- **Task details**: Transcribe the data exactly. Pictures stay out.

(Referring expression data)
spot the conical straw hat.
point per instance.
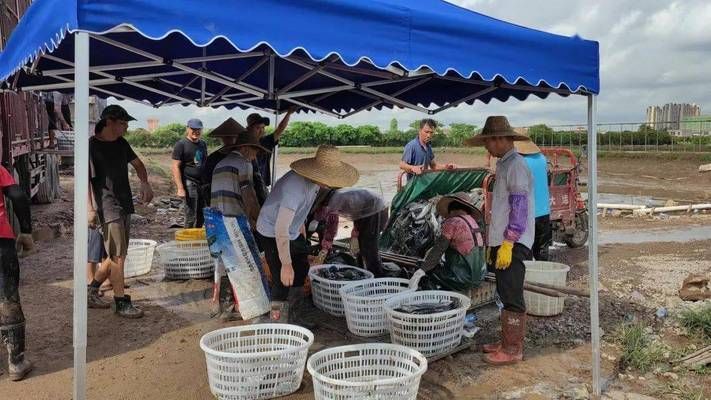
(326, 168)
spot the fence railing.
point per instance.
(685, 136)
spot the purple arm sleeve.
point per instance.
(517, 216)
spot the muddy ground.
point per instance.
(158, 357)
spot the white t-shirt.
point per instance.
(294, 193)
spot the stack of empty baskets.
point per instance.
(188, 257)
(139, 258)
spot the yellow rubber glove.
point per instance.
(504, 255)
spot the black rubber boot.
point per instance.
(228, 307)
(94, 300)
(18, 365)
(124, 308)
(300, 312)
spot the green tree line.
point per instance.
(311, 134)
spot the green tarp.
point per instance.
(436, 183)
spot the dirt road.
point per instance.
(158, 357)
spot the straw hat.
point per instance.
(229, 128)
(326, 168)
(526, 147)
(495, 126)
(462, 198)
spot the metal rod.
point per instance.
(81, 192)
(465, 99)
(209, 75)
(148, 64)
(311, 92)
(592, 243)
(394, 100)
(242, 77)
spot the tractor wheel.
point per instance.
(580, 236)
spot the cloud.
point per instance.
(651, 52)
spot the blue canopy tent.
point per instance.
(336, 57)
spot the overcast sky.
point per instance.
(651, 52)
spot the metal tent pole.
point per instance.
(81, 191)
(592, 242)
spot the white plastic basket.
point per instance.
(325, 291)
(186, 260)
(363, 304)
(260, 361)
(367, 371)
(430, 334)
(139, 258)
(550, 273)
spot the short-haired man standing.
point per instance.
(418, 155)
(510, 235)
(256, 125)
(189, 156)
(109, 156)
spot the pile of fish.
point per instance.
(414, 229)
(334, 273)
(429, 308)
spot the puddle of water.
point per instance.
(674, 235)
(615, 198)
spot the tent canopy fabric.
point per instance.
(332, 56)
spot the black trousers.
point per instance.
(543, 238)
(368, 232)
(299, 261)
(509, 281)
(194, 203)
(10, 308)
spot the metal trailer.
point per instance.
(23, 126)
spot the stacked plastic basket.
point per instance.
(367, 371)
(363, 304)
(433, 333)
(139, 258)
(186, 259)
(260, 361)
(325, 292)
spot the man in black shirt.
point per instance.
(257, 124)
(109, 156)
(189, 156)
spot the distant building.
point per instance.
(153, 124)
(699, 125)
(670, 115)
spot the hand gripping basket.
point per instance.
(186, 260)
(363, 304)
(367, 371)
(430, 334)
(139, 258)
(259, 361)
(325, 291)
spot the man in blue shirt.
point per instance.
(418, 156)
(537, 163)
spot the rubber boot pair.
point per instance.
(14, 339)
(228, 310)
(510, 349)
(300, 311)
(123, 307)
(94, 299)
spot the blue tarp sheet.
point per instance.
(452, 42)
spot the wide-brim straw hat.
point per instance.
(495, 126)
(462, 198)
(326, 168)
(229, 128)
(526, 147)
(248, 139)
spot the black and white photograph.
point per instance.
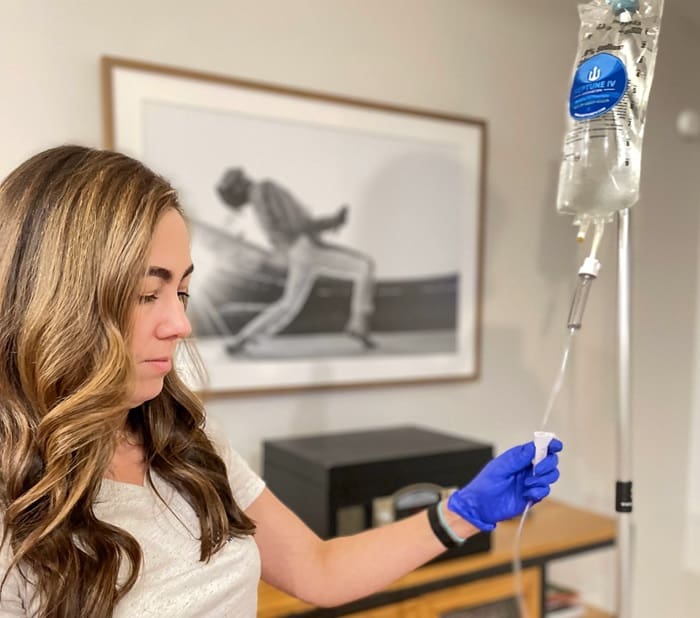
(335, 242)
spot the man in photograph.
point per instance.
(296, 235)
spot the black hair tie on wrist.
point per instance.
(437, 528)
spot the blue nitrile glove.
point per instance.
(505, 485)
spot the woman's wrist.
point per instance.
(450, 529)
(460, 526)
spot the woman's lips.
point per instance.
(161, 364)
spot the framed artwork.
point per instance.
(336, 241)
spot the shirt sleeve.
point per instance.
(11, 602)
(246, 486)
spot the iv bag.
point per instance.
(601, 158)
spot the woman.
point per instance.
(114, 498)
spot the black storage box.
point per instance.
(346, 482)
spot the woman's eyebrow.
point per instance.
(165, 274)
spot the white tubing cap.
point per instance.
(590, 266)
(541, 440)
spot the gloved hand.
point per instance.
(505, 485)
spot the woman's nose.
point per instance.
(175, 324)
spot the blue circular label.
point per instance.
(599, 84)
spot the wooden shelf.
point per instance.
(553, 529)
(594, 612)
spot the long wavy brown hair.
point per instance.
(75, 232)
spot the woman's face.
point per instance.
(159, 320)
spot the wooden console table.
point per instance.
(553, 530)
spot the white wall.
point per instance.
(508, 62)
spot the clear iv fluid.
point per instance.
(602, 151)
(600, 168)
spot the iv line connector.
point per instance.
(587, 274)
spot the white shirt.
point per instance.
(172, 582)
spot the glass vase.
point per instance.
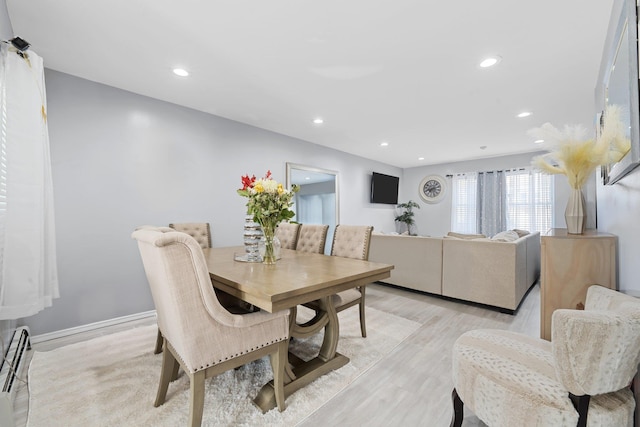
(269, 248)
(252, 236)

- **Response below**:
spot the conical straw hat.
point per instance.
(326, 168)
spot the fence railing.
point per instance.
(685, 136)
spot the purple arm sleeve.
point per instance.
(517, 216)
spot the muddy ground.
point per instance.
(158, 357)
spot the white t-shirt.
point per instance.
(294, 193)
spot the stack of empty baskets.
point per instance.
(188, 257)
(139, 258)
spot the yellow rubber glove.
point per instance.
(504, 255)
spot the black rubber boot.
point per instance.
(228, 307)
(94, 300)
(18, 365)
(124, 308)
(300, 312)
spot the green tree line.
point per instance.
(311, 134)
spot the green tarp.
point per instance.
(436, 183)
spot the dirt road.
point per instance.
(158, 357)
spot the straw hat.
point per instance.
(229, 128)
(326, 168)
(526, 147)
(495, 126)
(462, 198)
spot the metal rod.
point per instance.
(81, 192)
(465, 99)
(209, 75)
(148, 64)
(311, 92)
(592, 243)
(394, 100)
(242, 77)
spot the tractor wheel.
point per instance.
(580, 236)
spot the cloud.
point per instance.
(651, 52)
spot the blue canopy tent.
point per instance.
(336, 57)
spot the overcast sky.
point per instance.
(651, 52)
spot the metal tent pole.
point per instance.
(81, 191)
(592, 242)
spot the white plastic basket.
point per instance.
(325, 291)
(186, 260)
(363, 304)
(260, 361)
(367, 371)
(430, 334)
(139, 258)
(550, 273)
spot the short-haired man standing.
point per instance.
(418, 155)
(510, 235)
(256, 125)
(189, 156)
(109, 156)
spot the pile of fish.
point per instance.
(414, 229)
(334, 273)
(429, 308)
spot the puddle of water.
point per instance.
(674, 235)
(615, 198)
spot the tent canopy fabric.
point per instance.
(332, 56)
spot the black trousers.
point per instance.
(543, 238)
(368, 232)
(299, 261)
(509, 281)
(194, 203)
(10, 308)
spot the metal trailer.
point per instance.
(23, 126)
spot the stacked plastic basket.
point per instance.
(367, 371)
(363, 304)
(433, 333)
(139, 258)
(186, 259)
(260, 361)
(325, 292)
spot the man in black shirt.
point per instance.
(257, 124)
(109, 156)
(189, 156)
spot the distant building.
point per instance.
(153, 124)
(699, 125)
(670, 115)
spot the hand gripping basket.
point per instance.
(186, 260)
(363, 304)
(367, 371)
(430, 334)
(139, 258)
(259, 361)
(325, 291)
spot the man in blue shirt.
point per instance.
(418, 156)
(537, 163)
spot the rubber boot pair.
point per instance.
(14, 339)
(228, 310)
(510, 349)
(300, 311)
(123, 307)
(94, 299)
spot the blue tarp sheet.
point per instance.
(452, 42)
spot the wide-brim straw hat.
point per instance.
(495, 126)
(462, 198)
(326, 168)
(229, 128)
(526, 147)
(248, 139)
spot the black and white photograph.
point per instance.
(335, 242)
spot the man in photograph.
point per instance.
(296, 235)
spot the black hair tie on wrist.
point per instance.
(437, 528)
spot the blue nitrile glove.
point per instance.
(505, 485)
spot the woman's wrist.
point per instance.
(450, 529)
(460, 526)
spot the woman's lips.
point per instance.
(161, 364)
spot the framed artwork.
point per instance.
(336, 241)
spot the shirt sleeve.
point per instance.
(11, 602)
(246, 486)
spot the iv bag.
point per instance.
(601, 158)
spot the woman.
point per instance.
(114, 498)
spot the black storage box.
point per instance.
(346, 482)
spot the woman's eyebrow.
point per instance.
(165, 274)
spot the white tubing cap.
point per instance.
(590, 266)
(541, 440)
spot the gloved hand.
point per instance.
(505, 485)
spot the woman's nose.
point per instance.
(175, 324)
spot the blue circular label.
point per instance.
(599, 84)
spot the wooden shelf.
point per instance.
(553, 529)
(594, 612)
spot the long wavy brown hair.
point per instance.
(75, 232)
spot the woman's face.
point per instance.
(159, 320)
spot the wooden console table.
point per instance.
(553, 530)
spot the white wall.
point per instance.
(508, 62)
spot the clear iv fluid.
point per instance.
(602, 151)
(600, 168)
spot the iv line connector.
point per instance.
(587, 274)
spot the white shirt.
point per instance.
(172, 582)
spot the glass vase.
point per instance.
(269, 248)
(252, 236)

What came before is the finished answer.